Records shown Block Start
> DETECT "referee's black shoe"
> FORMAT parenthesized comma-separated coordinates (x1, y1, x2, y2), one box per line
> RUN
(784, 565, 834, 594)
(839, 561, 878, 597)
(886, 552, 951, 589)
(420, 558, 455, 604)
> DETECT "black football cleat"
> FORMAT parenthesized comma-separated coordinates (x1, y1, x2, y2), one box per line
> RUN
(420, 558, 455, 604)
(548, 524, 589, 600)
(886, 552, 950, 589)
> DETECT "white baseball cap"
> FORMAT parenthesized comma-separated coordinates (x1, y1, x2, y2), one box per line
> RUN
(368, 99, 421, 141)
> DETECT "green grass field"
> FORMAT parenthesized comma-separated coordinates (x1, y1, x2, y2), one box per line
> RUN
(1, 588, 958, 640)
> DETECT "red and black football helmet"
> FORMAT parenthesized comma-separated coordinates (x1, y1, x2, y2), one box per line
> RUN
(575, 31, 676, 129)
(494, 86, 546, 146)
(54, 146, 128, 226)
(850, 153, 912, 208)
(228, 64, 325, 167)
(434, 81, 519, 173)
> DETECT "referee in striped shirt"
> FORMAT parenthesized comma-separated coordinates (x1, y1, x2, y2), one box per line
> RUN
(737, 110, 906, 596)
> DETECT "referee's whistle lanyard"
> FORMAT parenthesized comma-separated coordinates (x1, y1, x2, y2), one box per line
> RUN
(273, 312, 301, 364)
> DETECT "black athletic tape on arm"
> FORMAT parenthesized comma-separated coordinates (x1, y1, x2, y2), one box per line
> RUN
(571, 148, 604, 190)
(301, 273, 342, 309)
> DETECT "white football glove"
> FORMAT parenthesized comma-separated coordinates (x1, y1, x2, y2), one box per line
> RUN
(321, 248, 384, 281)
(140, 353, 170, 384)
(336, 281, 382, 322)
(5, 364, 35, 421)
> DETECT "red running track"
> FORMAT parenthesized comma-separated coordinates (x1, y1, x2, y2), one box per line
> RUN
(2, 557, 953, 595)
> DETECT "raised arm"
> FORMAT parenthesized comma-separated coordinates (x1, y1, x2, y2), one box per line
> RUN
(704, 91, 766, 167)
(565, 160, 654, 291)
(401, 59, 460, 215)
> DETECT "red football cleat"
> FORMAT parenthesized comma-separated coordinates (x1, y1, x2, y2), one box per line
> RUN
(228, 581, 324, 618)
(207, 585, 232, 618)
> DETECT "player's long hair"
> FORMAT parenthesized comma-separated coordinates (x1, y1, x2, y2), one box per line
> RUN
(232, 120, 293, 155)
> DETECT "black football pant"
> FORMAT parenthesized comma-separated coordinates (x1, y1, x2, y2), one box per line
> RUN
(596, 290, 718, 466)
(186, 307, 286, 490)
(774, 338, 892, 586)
Records shown Block End
- **What is expected**
Each of the entries above is to be repeated exactly.

- **Exercise solution**
> DETECT "referee's black shoe"
> FORMAT parenthesized comma-separated coordinates (x1, y1, x2, y2), one box per line
> RUN
(784, 565, 834, 594)
(839, 561, 878, 597)
(886, 552, 951, 589)
(420, 558, 455, 604)
> DETECT "black football cleat"
> FORMAT parenthesized comma-separated coordinates (x1, y1, x2, y2), one box per line
> RUN
(420, 558, 455, 604)
(548, 524, 589, 600)
(886, 552, 950, 589)
> DETECT "white baseball cap"
> FORMAT parenthesized comma-separated coordinates (x1, y1, x2, y2), one box per line
> RUN
(368, 99, 421, 141)
> DETECT "green grass field"
> FORMAT parenthesized comma-separated coordinates (x1, y1, x2, y2), one box per line
> RUN
(1, 588, 958, 640)
> DETECT "red and black football helmet"
> FORMAT parenthesized comma-separated coordinates (x1, y1, x2, y2), one box per line
> RUN
(575, 31, 676, 129)
(494, 86, 546, 146)
(54, 146, 128, 226)
(850, 153, 912, 208)
(228, 64, 325, 167)
(434, 81, 519, 173)
> DETECT "referee in striped shirt"
> FORMAT parenthesized comma-separated coordinates (x1, y1, x2, y2), one box per line
> RUN
(737, 110, 906, 596)
> DETECT "referee's whistle lanyard"
> FORMAT parenthesized comma-separated coordinates (x1, y1, x2, y2), one box per line
> RUN
(273, 312, 301, 364)
> DETECT "black athletic tape on arm"
> FORMAT parenthesized comma-separated coordinates (x1, y1, x2, y2), one box per line
> RUN
(571, 148, 604, 190)
(301, 273, 342, 309)
> DETECT "white football glove"
> FORMAT parenthesized comma-separated coordinates (x1, y1, x2, y2), one box per line
> RUN
(321, 248, 384, 281)
(140, 353, 170, 384)
(336, 281, 382, 322)
(5, 364, 35, 421)
> DETECT "red running track"
> FORMAT parenthesized comma-separated coordinates (x1, y1, x2, y2), one box per line
> RUN
(2, 557, 953, 595)
> DETECT "raised arm"
> FORMAT parenthesized comma-separated coordinates (x1, y1, x2, y2), one box per line
> RUN
(704, 91, 766, 167)
(565, 160, 654, 291)
(401, 59, 460, 215)
> DETECT "red football cleat"
> FORMAT parenthesized comma-separated coordinates (x1, y1, x2, y2), one box per line
> RUN
(228, 581, 324, 618)
(207, 585, 232, 618)
> DETECT "player's long hair"
> FORMAT parenthesized comma-separated coordinates (x1, y1, x2, y2), one box per line
> RUN
(232, 120, 293, 155)
> DETECT "black football pant"
> FORMAT parenthesized comma-separated coordinates (x1, y1, x2, y2), one box per line
> RUN
(596, 290, 718, 466)
(186, 307, 286, 490)
(774, 338, 892, 586)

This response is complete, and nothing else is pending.